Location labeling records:
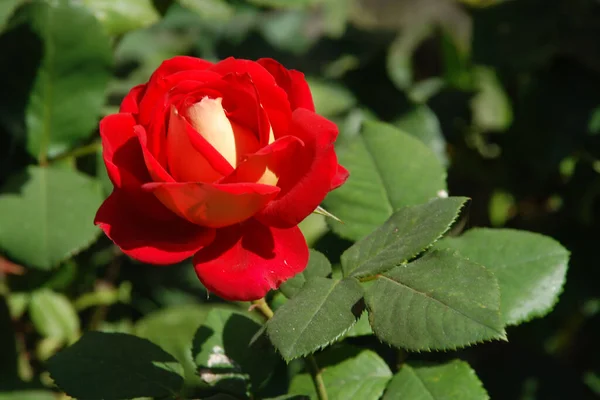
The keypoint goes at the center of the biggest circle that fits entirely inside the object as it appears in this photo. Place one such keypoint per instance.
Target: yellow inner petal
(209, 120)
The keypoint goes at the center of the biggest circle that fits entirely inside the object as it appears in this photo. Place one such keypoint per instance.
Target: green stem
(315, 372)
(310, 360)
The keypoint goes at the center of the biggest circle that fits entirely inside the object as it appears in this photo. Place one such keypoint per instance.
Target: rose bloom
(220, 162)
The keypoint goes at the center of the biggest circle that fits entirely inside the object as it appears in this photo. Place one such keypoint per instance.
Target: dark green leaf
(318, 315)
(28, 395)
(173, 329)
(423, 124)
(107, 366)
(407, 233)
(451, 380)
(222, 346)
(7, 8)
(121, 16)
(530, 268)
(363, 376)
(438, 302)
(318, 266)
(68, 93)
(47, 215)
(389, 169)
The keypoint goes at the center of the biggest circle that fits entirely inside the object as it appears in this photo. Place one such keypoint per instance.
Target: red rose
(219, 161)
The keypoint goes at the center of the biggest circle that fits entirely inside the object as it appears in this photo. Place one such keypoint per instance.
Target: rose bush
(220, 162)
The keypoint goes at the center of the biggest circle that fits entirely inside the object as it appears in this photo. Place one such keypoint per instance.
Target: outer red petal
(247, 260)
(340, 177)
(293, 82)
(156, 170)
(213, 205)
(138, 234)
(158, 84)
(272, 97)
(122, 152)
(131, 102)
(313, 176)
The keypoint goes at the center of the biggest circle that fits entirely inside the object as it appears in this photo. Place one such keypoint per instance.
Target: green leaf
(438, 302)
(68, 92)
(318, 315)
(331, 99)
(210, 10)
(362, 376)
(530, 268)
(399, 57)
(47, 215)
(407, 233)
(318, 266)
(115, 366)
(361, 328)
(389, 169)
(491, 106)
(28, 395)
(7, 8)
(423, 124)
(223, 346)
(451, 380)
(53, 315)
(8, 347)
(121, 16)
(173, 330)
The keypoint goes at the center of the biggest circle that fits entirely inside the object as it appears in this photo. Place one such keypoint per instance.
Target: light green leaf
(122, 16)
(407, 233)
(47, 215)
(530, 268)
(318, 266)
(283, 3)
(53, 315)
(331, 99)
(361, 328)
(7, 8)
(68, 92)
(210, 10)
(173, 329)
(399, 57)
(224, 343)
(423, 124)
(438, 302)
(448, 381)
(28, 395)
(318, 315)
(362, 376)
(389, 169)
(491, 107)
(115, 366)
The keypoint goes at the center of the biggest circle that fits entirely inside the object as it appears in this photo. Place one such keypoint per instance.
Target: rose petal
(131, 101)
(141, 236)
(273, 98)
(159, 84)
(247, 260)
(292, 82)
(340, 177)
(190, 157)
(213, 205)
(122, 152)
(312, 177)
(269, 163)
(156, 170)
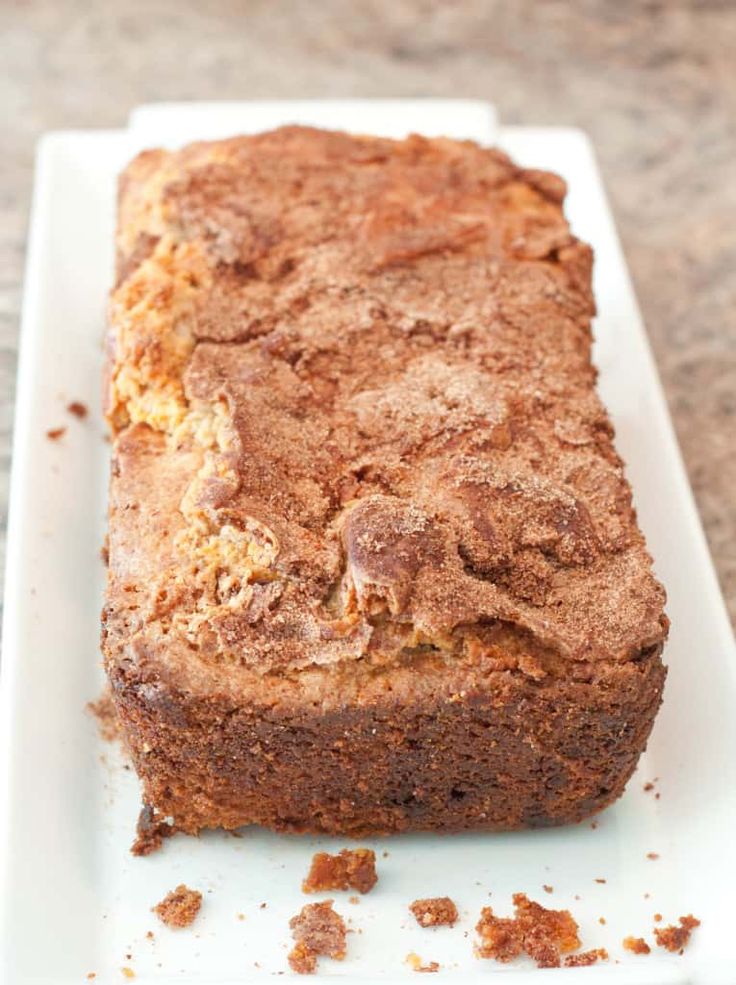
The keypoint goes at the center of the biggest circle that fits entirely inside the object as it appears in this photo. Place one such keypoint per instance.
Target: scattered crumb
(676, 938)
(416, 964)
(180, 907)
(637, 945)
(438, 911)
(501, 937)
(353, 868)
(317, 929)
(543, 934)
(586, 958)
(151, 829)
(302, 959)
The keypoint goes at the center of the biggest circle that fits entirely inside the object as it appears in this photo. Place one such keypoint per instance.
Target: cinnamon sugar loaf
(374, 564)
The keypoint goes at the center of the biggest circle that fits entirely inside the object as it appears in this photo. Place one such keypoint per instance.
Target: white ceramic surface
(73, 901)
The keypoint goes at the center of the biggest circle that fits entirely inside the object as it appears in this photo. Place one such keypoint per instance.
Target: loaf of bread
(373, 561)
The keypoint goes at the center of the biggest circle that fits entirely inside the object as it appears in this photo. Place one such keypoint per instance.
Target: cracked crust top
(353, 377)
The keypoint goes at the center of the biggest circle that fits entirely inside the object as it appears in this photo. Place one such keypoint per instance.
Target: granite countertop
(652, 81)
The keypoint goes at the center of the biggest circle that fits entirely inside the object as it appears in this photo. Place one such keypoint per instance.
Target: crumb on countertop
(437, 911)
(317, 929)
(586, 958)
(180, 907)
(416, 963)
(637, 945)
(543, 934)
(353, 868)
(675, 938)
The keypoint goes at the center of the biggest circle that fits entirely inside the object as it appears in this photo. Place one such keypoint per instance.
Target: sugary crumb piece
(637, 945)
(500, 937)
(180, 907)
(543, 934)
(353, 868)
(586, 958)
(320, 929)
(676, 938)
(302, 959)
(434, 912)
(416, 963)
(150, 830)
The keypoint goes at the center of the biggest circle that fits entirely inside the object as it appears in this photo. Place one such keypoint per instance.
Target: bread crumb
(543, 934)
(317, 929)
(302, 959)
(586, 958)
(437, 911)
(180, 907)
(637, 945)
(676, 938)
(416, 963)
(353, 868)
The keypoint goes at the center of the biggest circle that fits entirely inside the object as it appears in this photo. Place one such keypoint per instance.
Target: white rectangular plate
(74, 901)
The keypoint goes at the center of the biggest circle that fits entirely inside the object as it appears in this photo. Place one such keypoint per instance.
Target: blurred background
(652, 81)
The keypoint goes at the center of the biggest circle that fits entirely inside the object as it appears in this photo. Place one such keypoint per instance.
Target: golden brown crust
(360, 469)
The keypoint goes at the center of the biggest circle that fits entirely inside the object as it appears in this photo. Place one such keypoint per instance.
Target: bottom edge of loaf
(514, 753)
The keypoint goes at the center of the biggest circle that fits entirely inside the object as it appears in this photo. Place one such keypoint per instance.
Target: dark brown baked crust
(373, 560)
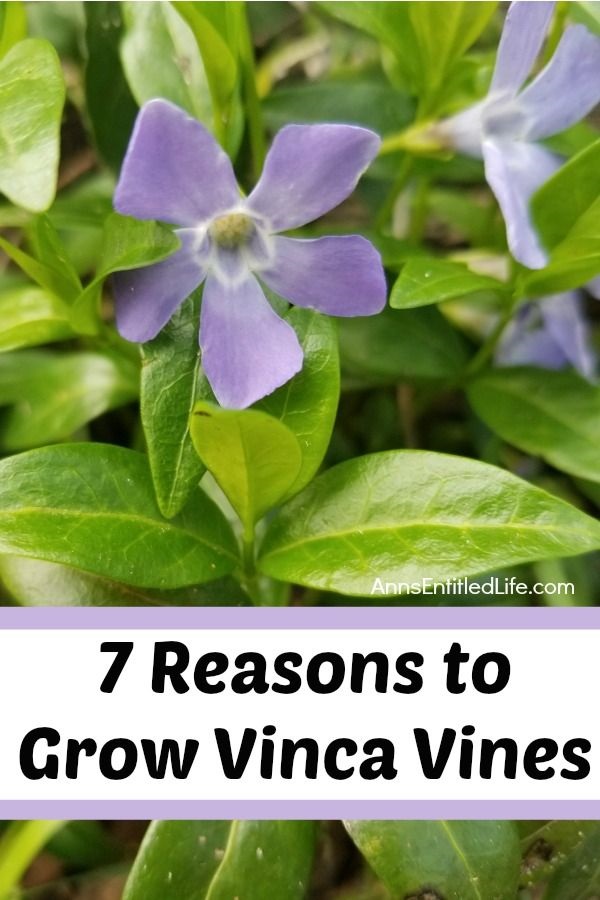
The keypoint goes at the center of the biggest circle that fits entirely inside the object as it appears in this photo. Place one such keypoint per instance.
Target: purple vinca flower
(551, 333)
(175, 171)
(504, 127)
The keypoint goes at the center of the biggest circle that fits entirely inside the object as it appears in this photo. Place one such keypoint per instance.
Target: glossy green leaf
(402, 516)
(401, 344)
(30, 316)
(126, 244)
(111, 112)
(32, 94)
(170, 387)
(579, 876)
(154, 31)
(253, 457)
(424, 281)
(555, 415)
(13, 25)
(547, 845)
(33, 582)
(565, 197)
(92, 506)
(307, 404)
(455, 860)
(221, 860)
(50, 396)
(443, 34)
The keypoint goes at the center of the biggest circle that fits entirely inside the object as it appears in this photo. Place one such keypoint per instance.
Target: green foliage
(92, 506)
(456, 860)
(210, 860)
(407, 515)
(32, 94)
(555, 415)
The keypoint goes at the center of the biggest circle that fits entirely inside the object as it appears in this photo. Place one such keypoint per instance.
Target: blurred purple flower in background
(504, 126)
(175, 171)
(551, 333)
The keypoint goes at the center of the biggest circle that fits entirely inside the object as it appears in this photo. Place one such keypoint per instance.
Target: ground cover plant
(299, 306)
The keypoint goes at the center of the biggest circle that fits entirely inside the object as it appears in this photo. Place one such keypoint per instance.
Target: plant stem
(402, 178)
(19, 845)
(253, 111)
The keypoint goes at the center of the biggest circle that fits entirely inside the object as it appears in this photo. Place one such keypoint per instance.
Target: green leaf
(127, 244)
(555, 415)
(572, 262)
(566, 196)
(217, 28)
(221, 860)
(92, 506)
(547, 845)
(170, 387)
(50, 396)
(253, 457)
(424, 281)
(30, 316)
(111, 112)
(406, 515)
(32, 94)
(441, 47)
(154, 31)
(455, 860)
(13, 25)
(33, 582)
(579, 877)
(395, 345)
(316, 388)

---

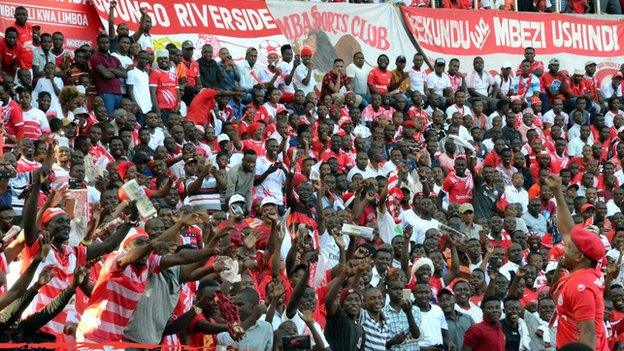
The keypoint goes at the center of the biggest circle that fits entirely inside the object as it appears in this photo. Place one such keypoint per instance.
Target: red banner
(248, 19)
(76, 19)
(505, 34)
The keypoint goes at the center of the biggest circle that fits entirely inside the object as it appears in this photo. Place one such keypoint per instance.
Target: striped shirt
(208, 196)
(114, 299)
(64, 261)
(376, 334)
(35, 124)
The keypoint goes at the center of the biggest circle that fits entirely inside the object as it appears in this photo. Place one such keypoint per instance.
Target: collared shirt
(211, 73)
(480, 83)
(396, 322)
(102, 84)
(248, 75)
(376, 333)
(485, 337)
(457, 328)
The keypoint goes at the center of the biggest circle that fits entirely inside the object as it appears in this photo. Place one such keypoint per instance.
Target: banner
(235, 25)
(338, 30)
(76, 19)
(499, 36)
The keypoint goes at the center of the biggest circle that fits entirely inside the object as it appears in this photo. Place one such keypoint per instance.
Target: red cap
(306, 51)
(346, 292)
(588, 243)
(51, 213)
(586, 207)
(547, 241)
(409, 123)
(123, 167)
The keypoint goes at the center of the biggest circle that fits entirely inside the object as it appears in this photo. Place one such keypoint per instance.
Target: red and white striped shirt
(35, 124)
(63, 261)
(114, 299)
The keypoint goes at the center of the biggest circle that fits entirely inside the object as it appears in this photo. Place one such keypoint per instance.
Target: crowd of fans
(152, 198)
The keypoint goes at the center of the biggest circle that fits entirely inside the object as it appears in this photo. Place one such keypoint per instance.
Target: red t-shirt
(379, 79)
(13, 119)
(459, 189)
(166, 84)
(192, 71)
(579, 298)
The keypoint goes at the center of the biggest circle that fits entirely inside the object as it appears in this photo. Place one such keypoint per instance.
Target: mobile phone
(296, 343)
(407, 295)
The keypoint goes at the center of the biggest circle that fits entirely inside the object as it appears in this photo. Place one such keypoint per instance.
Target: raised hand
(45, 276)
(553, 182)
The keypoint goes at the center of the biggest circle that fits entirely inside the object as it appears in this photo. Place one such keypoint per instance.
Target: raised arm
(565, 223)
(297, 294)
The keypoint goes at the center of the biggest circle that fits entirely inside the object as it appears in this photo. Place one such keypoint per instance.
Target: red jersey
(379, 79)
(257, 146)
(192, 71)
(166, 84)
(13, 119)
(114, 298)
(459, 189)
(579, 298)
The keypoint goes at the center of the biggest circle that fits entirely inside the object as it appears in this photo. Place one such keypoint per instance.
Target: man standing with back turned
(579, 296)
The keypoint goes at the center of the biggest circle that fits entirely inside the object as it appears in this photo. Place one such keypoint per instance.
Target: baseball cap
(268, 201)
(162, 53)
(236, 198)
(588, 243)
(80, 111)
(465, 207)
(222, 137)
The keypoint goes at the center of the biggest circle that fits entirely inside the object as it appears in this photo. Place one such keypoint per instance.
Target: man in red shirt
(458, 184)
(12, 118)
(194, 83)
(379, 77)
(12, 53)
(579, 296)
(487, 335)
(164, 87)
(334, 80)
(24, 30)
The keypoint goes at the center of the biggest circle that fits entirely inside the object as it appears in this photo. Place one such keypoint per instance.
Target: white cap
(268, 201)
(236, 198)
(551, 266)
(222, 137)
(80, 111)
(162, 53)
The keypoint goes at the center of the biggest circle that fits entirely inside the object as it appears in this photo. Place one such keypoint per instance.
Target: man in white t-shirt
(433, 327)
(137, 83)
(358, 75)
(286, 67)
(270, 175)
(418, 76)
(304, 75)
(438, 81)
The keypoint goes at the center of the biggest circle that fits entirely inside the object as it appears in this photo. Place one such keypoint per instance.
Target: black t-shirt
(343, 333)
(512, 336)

• [Aim]
Please give only the number of lines in the records above that contain the string "shirt".

• [Complete output]
7